**ENTRIES SUPPLIED**.
— BEGIN —

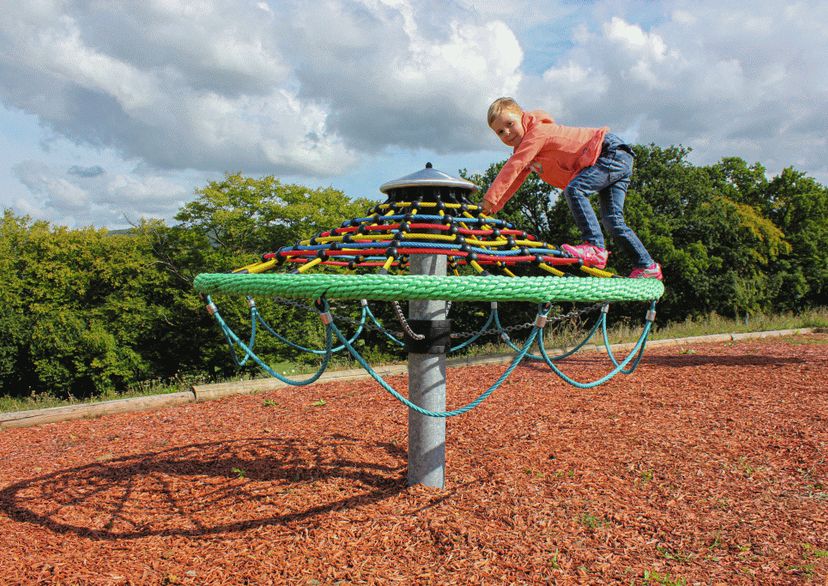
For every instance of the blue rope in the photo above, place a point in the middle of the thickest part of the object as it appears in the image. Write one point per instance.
(229, 334)
(637, 350)
(476, 335)
(638, 357)
(468, 407)
(505, 337)
(311, 350)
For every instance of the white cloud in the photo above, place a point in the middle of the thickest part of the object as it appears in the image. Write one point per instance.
(90, 195)
(148, 92)
(739, 78)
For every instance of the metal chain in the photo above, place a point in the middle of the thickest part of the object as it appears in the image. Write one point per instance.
(404, 323)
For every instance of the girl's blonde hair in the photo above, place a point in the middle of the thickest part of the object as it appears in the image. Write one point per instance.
(501, 104)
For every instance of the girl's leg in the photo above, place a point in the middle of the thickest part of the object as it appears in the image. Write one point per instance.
(612, 210)
(577, 195)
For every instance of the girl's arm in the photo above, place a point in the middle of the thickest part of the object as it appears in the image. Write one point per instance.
(512, 175)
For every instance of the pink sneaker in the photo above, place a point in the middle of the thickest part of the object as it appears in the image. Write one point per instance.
(651, 272)
(590, 254)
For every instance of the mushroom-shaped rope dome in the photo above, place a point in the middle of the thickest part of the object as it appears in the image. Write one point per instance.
(428, 212)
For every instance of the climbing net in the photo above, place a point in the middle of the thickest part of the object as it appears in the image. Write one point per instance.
(489, 261)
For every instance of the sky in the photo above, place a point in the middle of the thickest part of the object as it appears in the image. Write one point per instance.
(113, 111)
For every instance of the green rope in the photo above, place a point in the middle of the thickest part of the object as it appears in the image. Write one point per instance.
(421, 287)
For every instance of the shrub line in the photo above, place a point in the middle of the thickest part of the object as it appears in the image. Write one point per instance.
(209, 392)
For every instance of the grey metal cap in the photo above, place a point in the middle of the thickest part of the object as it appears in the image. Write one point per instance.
(428, 177)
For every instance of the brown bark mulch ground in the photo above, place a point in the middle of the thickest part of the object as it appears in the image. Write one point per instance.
(707, 465)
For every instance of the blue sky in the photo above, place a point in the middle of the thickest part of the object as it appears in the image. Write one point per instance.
(110, 113)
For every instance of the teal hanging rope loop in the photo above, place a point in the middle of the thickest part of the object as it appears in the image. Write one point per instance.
(635, 353)
(233, 339)
(468, 407)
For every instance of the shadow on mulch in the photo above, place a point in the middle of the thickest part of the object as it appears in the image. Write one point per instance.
(208, 488)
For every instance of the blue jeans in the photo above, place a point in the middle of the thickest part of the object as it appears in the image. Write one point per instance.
(610, 177)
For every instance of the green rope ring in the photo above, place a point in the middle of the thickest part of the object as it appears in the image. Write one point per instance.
(423, 287)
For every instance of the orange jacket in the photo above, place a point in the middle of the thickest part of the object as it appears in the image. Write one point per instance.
(556, 153)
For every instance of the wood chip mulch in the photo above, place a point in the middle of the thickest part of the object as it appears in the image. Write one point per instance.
(707, 465)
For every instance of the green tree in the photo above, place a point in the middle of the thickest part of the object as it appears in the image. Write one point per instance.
(250, 216)
(798, 205)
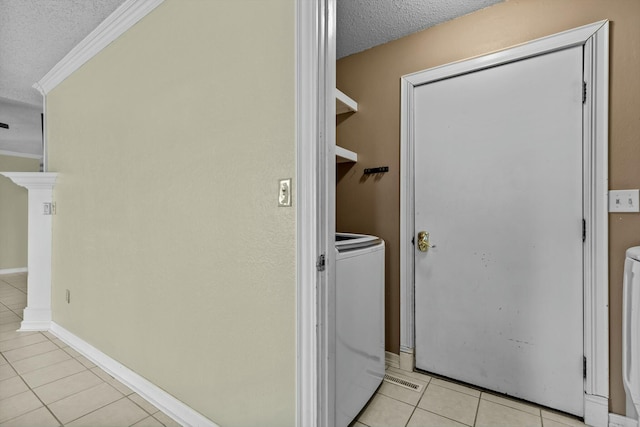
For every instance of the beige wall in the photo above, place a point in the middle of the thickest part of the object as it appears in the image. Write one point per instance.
(13, 213)
(169, 145)
(373, 79)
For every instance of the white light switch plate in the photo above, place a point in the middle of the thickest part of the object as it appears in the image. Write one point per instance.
(624, 201)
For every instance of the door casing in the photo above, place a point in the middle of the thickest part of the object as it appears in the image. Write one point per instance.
(595, 41)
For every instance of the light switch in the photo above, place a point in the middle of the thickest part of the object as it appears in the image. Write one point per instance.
(624, 201)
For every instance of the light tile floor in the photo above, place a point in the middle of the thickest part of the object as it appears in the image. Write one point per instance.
(44, 383)
(447, 404)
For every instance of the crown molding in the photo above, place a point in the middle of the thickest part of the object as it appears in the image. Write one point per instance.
(17, 154)
(116, 24)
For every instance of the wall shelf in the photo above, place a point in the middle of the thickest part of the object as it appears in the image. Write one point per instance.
(344, 156)
(344, 104)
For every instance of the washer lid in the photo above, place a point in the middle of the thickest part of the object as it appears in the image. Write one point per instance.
(348, 241)
(634, 253)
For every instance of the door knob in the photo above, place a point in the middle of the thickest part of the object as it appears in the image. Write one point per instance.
(423, 242)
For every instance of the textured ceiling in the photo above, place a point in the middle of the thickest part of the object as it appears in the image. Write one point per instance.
(363, 24)
(36, 34)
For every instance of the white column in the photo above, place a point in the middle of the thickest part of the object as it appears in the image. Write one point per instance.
(37, 315)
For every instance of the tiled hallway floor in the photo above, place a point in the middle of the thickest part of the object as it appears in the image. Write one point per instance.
(447, 404)
(45, 383)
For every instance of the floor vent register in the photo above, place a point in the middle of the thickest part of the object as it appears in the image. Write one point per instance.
(403, 383)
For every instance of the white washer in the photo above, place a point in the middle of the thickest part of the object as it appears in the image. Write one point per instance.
(631, 331)
(360, 355)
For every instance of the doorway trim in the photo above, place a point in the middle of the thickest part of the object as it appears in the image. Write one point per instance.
(315, 211)
(595, 41)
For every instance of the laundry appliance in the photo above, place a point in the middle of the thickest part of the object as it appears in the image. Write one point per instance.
(360, 354)
(631, 331)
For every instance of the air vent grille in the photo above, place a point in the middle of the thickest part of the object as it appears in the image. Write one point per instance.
(403, 383)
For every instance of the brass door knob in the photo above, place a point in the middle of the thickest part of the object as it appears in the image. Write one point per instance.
(423, 242)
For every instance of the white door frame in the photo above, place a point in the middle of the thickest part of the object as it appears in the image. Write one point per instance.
(595, 40)
(315, 215)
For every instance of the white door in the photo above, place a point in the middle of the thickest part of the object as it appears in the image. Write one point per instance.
(498, 185)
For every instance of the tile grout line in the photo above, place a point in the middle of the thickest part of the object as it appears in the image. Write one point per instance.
(34, 393)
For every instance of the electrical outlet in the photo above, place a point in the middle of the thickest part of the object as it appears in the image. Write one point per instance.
(624, 201)
(284, 192)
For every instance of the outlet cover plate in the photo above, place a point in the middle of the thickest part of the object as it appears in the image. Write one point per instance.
(624, 201)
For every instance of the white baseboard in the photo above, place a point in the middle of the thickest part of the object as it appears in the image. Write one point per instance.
(12, 270)
(596, 410)
(406, 360)
(392, 359)
(616, 420)
(181, 413)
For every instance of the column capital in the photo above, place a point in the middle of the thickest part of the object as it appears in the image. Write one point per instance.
(33, 180)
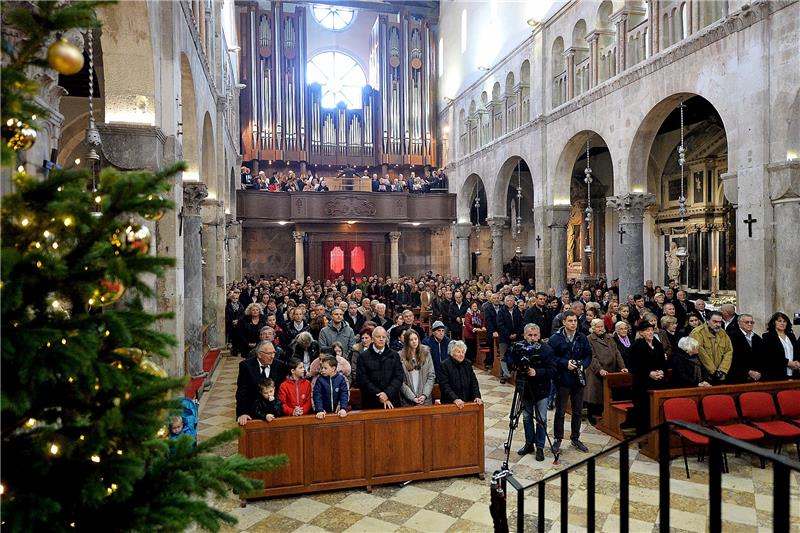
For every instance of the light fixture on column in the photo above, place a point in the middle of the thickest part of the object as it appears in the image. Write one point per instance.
(92, 137)
(519, 201)
(681, 163)
(477, 225)
(588, 180)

— END —

**GIVEN PROBLEM**. Transcribe the listing in full and omit the pictures.

**OUTPUT FOR THIS TASK**.
For every instance of the blue rope in the photo above, place a point in the middle of the thickest part of the object as it appears in the image. Write one point per instance.
(229, 334)
(637, 350)
(476, 335)
(638, 357)
(468, 407)
(505, 337)
(311, 350)
For every instance of the white cloud in the photo above, place a point in the middle of the thickest part of the object as it appears in the image. Write one point per instance.
(90, 195)
(148, 92)
(739, 78)
For every instance of the metal chain in the photo above, place a point in the middle of the thickest part of the object as it appears in the image. Write one point per instance.
(404, 323)
For every instance of the girl's blonde hair in the photo above, place a point in the middle of the thickest part of the object as it appears in the image. Write one point per instance.
(501, 104)
For every instance of the girl's leg in the photo above, place a point in the middle of the thickest part of the object as it appears in the image. Write one point per instance.
(612, 210)
(577, 195)
For every instance of the girl's arm in the photo above, place a point in the middle of the thickest part of the object as it appears in the image. Write one point per instance.
(512, 175)
For every instance of the pink sneaker in the photo above, place a point in the middle of the thickest part of the object as it appears in the image. Write one point per instance.
(651, 272)
(590, 254)
For every instance of the mushroom-shaped rope dome in the photo above, place a point in the middle of the thickest part of the object as it appears in the image. Write one point per instance.
(428, 212)
For every instance of the climbing net in the photo above, place a point in the middle of the thickest part of the object as it appears in the image. Write one point per instance.
(489, 261)
For every instance of the sky in the photo above, place a point in the middle of the thickest part of the object as it appears in the image. Write one point per instance.
(113, 111)
For every instance of the green rope in the photo above, place a point in the middle of the thickest part of the object as it appears in the image. Write one point per instance.
(421, 287)
For every instance of the shrub line in the photo above, place a point in the middle of the thickest part of the object as it appears in the image. Write one point per instance.
(209, 392)
For every instance of the grey metal cap in the photo above, place a point in the middle of the thickest part of the object as it appears in the image. Write one point per instance.
(428, 177)
For every instance of the brown bark mulch ground in the photo above, place a point in the middle of the thickest part of the object as it appears in the image. Write one point per instance.
(707, 465)
For every instance of the blue sky in the photo above, place a point in the middle of the thickest part of the object as it appears in the image. Write one point per instance.
(110, 113)
For every instance of the teal hanging rope loop in the photo above, place a point in the middle of the thickest part of the object as it appears in the image. Write one point per instance.
(635, 353)
(233, 339)
(468, 407)
For every instance of the shadow on mulch in the photo above, place a point in the middle of the thickest part of the object as it appears in the image. Write one point per instance.
(208, 488)
For every instance of the blue jeans in the photo above, place a point in the middle of the thickest part of the object as it appears in the image. Write one point per instance.
(610, 177)
For every instance of the green rope ring in the photo above, place a point in the middle of the thickest part of the object as it appears in the image. Write one point per instance.
(423, 287)
For every instance of the orange jacket in the photo above, place a point in the middle of the thickest part of the object as it appears in the image. Write one point per instance.
(556, 153)
For every instance of the wood chip mulch in the photo above, place a point in the middle of the thickest part of the object as it appears in the image. Write one point per instance.
(707, 465)
For every instance of the green tree in the photo above, place a point in the middle of the thickest part of the object as it appears in the image. Write one point per instance.
(250, 216)
(798, 205)
For every instance of the beige wall in the photo above, place a point in the middle of the thickest part of the object as it appears in the image. Write one point per instance.
(13, 213)
(169, 145)
(373, 79)
For every instance of the white light switch plate in the photo above, place a point in the middle of the thickest part of the object as it appears in the image. Write one point per instance.
(624, 201)
For every instance of the door casing in the photo above, place a point in the middle of the thickest part of the object as it appears in the image. Write one point per instance.
(595, 41)
For every instance of the light switch in the photo above, place a point in the middle of the thickest part of the object as it appears in the image. Write one point per instance.
(624, 201)
For every instance of the light tile floor in the photo above, place a point in the middle of the thickest part of the object as it appears in the image. Write one point per instance.
(44, 383)
(447, 404)
For every instance of the crown molding in the photo above, place a point in the middle of the thickest part of the object as it appears in the image. Write one point per instance.
(17, 154)
(116, 24)
For every instance of the wall shelf in the photo above, place a point in the middle of the thickest part of the object as it appears in the image. Write one point per instance.
(344, 156)
(344, 104)
For every instance of the washer lid in the photo above, place a point in the middle of the thickest part of the object as it appears in the image. Write one point per instance.
(348, 241)
(634, 253)
For every instance of the door knob in the photo above, place a point in the middle of the thickest part of the object as it appears in the image. Write one point per instance.
(423, 242)
For every instance of the textured ceiling in the photo above, place a point in the middle of the thickest part of the object as it appears in the image. Write one point per instance.
(363, 24)
(36, 34)
For every instance of the white column in the photo above, place a point in the middle of the thickest part of the object as it appears in the image. Write one point per instance.
(37, 315)
For every instance of the tiled hallway floor in the photo above, place a point in the middle of the thickest part of the object as it appears in the image. Write one point per instance.
(447, 404)
(45, 383)
For every instance of the floor vent register in the photo above, place a point in the middle of the thickest part of the object as it appears in the image. Write one point per instance.
(403, 383)
For every instance of the white washer in the photo above, place a point in the middle of the thickest part of the object as it appears in the image. Write one point per instance.
(631, 331)
(360, 355)
For every instance of the doorway trim in the photo above, place a point in the middle of the thickest part of the object as it appears in the image. Write one point per instance.
(315, 211)
(595, 41)
For every instance of the laundry appliance in the photo above, place a point in the middle of the thickest part of the object as it appears in the image. Write one point per instance.
(360, 354)
(631, 331)
For every instance of the air vent grille in the photo above, place a point in the middle of the thickest part of the object as it appears in the image. Write one point per instance.
(403, 383)
For every instance of the brass door knob in the photo above, place a point in the middle of the thickest part of the object as it appears in the image. Write one point per instance.
(423, 242)
For every instance of the white door frame in the photo above, place a point in the middle of the thickest part of the object as it appears in the image. Write one point per instance.
(595, 40)
(315, 215)
For every instance of the white door in the photo above, place a point in the middle of the thickest part of the object as it appears in the image. Write one point per instance.
(498, 185)
For every instance of the tile grout line in the photo above, place a point in the middle of the thickest part of the object as it appears in the image. Write one point per instance.
(34, 393)
For every instance of the electrical outlet in the photo above, place a point in the middle of the thickest part of the object as it appears in the image. Write one point per instance.
(624, 201)
(284, 192)
For every instance of the outlet cover plate in the photo above, place a point in the middle of the thickest part of the object as it appears in the image. Write one point per instance.
(624, 201)
For every instance of the white baseboard in the photo above, place a point in the middle of the thickest part of the object as it appears in the image. Write one point per instance.
(12, 270)
(596, 410)
(406, 360)
(392, 359)
(616, 420)
(181, 413)
For every instance of the column capital in the photo above, place a point in the middle of the thickest part of the object as it appears in the image. Write one point per instance.
(33, 180)
For every instance of the light fixture on column in the photo above, place a point in the middle of the thickest part of the object as it appears in the image. Write one point per instance.
(92, 137)
(519, 201)
(681, 163)
(477, 225)
(588, 180)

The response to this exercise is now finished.